- Problem description:
Skip the pictures. Repeat everything else in the records word for word.

- Supplied material:
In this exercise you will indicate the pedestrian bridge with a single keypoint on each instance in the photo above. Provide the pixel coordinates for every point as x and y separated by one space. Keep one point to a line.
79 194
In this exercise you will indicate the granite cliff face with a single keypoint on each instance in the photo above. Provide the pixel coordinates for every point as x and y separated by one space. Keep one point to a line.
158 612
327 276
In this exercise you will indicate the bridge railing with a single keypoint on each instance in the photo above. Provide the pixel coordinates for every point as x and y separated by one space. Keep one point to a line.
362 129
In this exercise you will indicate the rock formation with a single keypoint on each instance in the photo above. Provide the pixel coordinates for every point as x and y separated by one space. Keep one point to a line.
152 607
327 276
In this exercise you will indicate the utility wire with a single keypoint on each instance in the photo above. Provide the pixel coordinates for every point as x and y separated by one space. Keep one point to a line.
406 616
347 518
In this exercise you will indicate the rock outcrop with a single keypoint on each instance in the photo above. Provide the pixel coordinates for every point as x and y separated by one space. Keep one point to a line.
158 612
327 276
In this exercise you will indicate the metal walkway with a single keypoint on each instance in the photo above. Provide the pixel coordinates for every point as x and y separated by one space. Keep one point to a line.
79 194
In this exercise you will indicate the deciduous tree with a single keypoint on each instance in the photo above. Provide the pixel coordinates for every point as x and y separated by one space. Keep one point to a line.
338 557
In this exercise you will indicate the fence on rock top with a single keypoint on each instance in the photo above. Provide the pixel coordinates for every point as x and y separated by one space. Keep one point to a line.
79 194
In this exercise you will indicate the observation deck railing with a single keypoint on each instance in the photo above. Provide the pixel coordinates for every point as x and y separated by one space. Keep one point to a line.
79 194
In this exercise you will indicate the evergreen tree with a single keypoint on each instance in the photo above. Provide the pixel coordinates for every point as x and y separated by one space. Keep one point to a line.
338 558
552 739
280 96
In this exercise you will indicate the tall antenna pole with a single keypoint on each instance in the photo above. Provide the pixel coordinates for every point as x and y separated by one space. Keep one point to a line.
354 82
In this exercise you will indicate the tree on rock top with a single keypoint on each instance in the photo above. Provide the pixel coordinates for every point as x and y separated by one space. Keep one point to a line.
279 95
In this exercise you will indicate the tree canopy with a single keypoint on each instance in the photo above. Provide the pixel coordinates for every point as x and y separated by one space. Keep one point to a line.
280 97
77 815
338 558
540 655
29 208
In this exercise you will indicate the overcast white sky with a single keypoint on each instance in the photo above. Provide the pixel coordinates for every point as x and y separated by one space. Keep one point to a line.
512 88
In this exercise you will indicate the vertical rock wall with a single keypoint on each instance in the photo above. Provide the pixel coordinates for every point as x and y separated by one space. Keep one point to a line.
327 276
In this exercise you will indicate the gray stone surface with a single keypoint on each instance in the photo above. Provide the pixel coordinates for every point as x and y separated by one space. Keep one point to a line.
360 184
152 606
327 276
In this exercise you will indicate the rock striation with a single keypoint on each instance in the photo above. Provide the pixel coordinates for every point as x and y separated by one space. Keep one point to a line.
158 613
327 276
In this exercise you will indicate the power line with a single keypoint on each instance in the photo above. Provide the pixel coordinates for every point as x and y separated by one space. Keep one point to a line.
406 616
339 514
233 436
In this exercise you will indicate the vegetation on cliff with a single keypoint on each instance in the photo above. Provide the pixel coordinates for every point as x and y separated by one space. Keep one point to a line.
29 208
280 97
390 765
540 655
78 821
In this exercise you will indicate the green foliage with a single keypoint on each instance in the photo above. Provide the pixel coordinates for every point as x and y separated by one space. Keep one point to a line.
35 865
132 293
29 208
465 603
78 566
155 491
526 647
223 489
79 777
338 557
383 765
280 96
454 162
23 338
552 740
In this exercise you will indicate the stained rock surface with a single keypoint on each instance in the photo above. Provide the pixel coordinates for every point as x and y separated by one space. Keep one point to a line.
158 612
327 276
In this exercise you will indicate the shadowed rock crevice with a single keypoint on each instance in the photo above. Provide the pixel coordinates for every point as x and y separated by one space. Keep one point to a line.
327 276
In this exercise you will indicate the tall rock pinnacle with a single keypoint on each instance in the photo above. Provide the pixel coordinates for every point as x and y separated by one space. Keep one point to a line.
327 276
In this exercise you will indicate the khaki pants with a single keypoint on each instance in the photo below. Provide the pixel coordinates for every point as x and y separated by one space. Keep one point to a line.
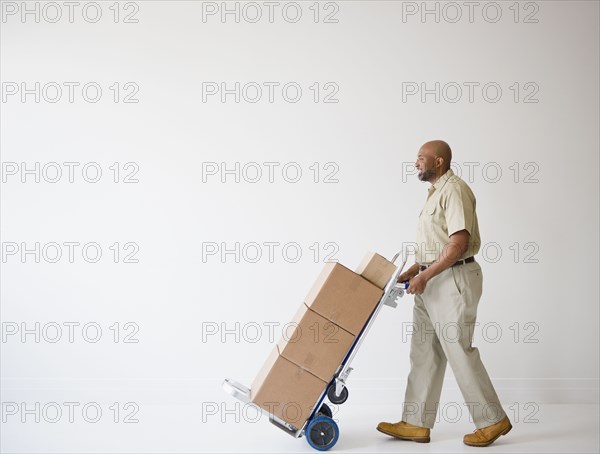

- Solved exercise:
In this exercise you will indicate the pedestrian bridge with a single keypoint on each instance in the photo above. Provide the pixel coordinates for every point as x and y separated by one space. Keep one point to a line.
79 194
In this exercise you will indicate the granite cliff face with a single keypoint on each instance in the photo above. Provide the pixel coordinates for every point as x and y separated by one space. Keep one point to a line.
158 612
327 276
In this exercise you will indicate the bridge railing with a single keypoint on each instance in the photo above. Provide the pixel coordinates for every point as x and y separated by one space. Keep one point to a line.
362 129
In this exercise you will indicate the rock formation with a single keypoint on each instance in the photo above. Provide the pixel coordinates for every point as x and y separated by one space. Keep one point to a line.
152 607
327 276
In this exercise you will indicate the utility wire with a single keypoint on each instance in the photo above. Provide the pixel coordinates for every point as x and y separated by one space. Keep one point to a line.
406 616
347 518
In this exercise you will indicate the rock outcrop with a single keypoint on each instance in the photo above. Provide the pixel coordinates for every point as x and y separated by one space. Keep one point to a line.
158 612
327 276
In this exercise you will indicate the metal walkway with a single keypoint on each instance in the photo above. Provide the pixel coordinates for every point as x and y separated by one space. Keep one point to a line.
79 194
In this exercise you will indicate the deciduous tree with a single keypoint on each instance in the photo above. Provide the pixel coordinates for every point as x and y separated by one space. Keep one point to a line.
338 557
In this exercise you will indicate the fence on rock top with a single keypoint on each instance in the photo above. Provide the pixel coordinates for every point as x and y separated by one space. Keep one point to a line.
79 194
In this exercise you will indicate the observation deck railing with a single keypoint on each instance in the photo above. Provide the pixel coordinates for every point as x and y separated by one space. Keep one point to a line.
79 194
In this exercise you will indicate the evergreen tree with a single keypoint on each instance in the photo above. Provide the pixel coordinates for every point as x and y separated by one space. Keep one point to a line.
338 558
552 739
280 96
In this exercise you will indicate the tall antenna pole with a single keypoint on each instance in the photo above. Provide the pixel coordinates for every point as x and y separated by one space. Keep one point to a line.
354 82
In this exercise you will indicate the tree on rock top with a single keypoint on each instance in the photo above. Provide the pixel coordinates for every point as x and y separated by one space. Keep one point to a line.
279 95
In this exercise you will indicate the tree canopy with a single keypoint on each instance in the photo above. Provide the pixel coordinates for every point as x and y separated by one space. Keep one point to a line.
280 97
77 815
338 558
540 655
29 208
In this exercise you will indicate the overcast white sky with a single keypoint on each instance in the photo above. Provide the pixel coordinates for every point as x and y separated by one space. Keep one point to a line.
512 88
In this exercise you will indicate the vertical rock wall with a single keypoint on each instance in the photo above. Provide the pixel coordinates for every point as x and y separated by one space. Keep one point to a line.
327 276
In this exercise you will indicate the gray stone surface with a single keypoint on each instance in the photo above. Provide the pixel coordinates for every point as x and y separated by one space. Keep one point to a line.
360 184
152 606
327 276
In this exercise you will indicate the rock striation with a single keypoint on each instance in the photo above. Provide the pixel coordinates for every point as x and y separated by one space. Keep one point to a line.
158 613
327 276
In this exercise you will indicate the power line with a single keypoint on each instance in the photo above. Provide the pixel coordinates for every point as x and y separated by one space. Keep one point to a line.
406 616
339 514
233 436
In this exercise you will indicate the vegetation on cliff with a single keypoint on each instance in the photo above. Provide the pixel coordinates for every point as x and y separated by one space. Keep one point to a line.
29 208
280 97
390 765
540 655
78 821
In this exercise you will indicate the green foliage with a single keypoint on each instance in the photo above. Provide the pixel coordinates for every point as x and y separated by one space. Keep one point to a line.
35 865
132 293
29 208
465 603
78 566
155 491
526 647
223 489
79 777
338 557
383 765
280 96
454 162
23 338
552 740
In this exercise you will indicate the stained rock surface with a single keypoint on each instance in the photo above. Provide the pixel coordinates for every point as x and y separated by one space. Keep one point to a line.
158 612
327 276
In this exercise you will indicate the shadowed rock crevice with a single keypoint on each instance in the photo above. Provide the pixel coordinates for every point as x and y separated by one space. Keep one point to a line.
327 276
In this exercise you will indicate the tall rock pinnacle with a single keypoint on each instance in the photo above. Provide the pixel coordinates for every point as x and y separated by one space. Keep one point to a line.
327 276
In this exercise you will indicate the khaki pants with a single keypoint on each instance in the photo below. Provide the pixel coordinates for every point as x and y separated by one space. Keep one point to a line.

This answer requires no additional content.